WORK INSTRUCTIONS: Pull out each line of the material below that contains the word "window".

ENTRIES SHOWN:
^^^^^^^^

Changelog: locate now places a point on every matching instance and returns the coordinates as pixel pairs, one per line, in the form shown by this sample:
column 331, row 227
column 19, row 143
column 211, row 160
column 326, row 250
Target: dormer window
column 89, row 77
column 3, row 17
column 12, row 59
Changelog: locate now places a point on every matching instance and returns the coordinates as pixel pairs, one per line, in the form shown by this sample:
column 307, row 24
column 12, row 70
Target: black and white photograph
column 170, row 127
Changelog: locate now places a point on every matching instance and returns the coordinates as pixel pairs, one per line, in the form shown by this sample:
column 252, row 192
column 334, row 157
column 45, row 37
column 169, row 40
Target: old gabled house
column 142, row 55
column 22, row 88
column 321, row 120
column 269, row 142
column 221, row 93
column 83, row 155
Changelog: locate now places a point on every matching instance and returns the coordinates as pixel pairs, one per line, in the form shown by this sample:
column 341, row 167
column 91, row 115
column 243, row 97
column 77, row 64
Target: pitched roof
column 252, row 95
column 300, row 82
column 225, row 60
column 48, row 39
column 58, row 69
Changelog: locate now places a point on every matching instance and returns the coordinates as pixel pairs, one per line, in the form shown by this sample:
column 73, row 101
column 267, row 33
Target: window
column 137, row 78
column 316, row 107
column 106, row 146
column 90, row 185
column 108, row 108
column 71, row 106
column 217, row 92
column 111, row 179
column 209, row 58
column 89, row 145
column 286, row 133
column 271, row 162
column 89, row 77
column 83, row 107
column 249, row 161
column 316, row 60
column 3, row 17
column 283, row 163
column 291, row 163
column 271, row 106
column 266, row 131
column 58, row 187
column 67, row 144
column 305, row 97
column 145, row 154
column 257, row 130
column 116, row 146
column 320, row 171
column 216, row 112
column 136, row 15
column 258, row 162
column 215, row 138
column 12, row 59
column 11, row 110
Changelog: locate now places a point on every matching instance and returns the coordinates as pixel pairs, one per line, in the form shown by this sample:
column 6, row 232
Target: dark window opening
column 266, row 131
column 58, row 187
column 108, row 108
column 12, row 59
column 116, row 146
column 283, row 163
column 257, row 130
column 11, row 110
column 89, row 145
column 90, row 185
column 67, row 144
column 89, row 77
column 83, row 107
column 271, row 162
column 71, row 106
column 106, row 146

^^^^^^^^

ANSWER TO THE TASK:
Target: dormer window
Target: window
Target: dark window opening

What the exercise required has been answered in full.